## Goal:
Output every line of the data below as a numbered list, skipping any blank lines.

## Extracted records:

— Start —

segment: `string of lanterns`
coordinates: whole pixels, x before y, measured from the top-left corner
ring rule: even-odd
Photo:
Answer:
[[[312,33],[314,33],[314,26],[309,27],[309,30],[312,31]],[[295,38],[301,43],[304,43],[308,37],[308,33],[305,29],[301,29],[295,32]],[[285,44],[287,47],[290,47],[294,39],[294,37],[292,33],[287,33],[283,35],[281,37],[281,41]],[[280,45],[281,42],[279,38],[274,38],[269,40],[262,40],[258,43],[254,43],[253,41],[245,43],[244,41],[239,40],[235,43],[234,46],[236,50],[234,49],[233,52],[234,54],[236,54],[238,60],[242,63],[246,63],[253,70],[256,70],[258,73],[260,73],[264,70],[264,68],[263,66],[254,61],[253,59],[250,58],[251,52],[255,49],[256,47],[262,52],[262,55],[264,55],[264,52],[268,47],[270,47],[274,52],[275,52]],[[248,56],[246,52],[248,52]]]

— End —

## Response:
1. segment: `string of lanterns`
2. coordinates: whole pixels, x before y, measured from the top-left corner
3. ring rule: even-odd
4. Photo:
5. Answer:
6. [[[312,33],[314,33],[314,26],[309,27],[309,30],[312,31]],[[295,38],[301,43],[304,43],[308,37],[308,33],[305,29],[301,29],[295,32]],[[285,44],[287,47],[290,47],[294,39],[294,37],[292,33],[287,33],[283,35],[281,37],[281,41]],[[280,45],[281,42],[279,38],[274,38],[269,40],[262,40],[258,43],[254,43],[253,41],[245,43],[244,41],[239,40],[235,43],[234,46],[236,50],[234,49],[233,52],[234,54],[236,54],[238,60],[242,63],[246,63],[253,70],[256,70],[258,73],[260,73],[264,70],[264,68],[263,66],[254,61],[253,59],[250,58],[251,52],[255,49],[256,47],[262,52],[262,55],[264,55],[264,52],[268,47],[270,47],[274,52],[275,52]],[[248,56],[246,52],[248,52]]]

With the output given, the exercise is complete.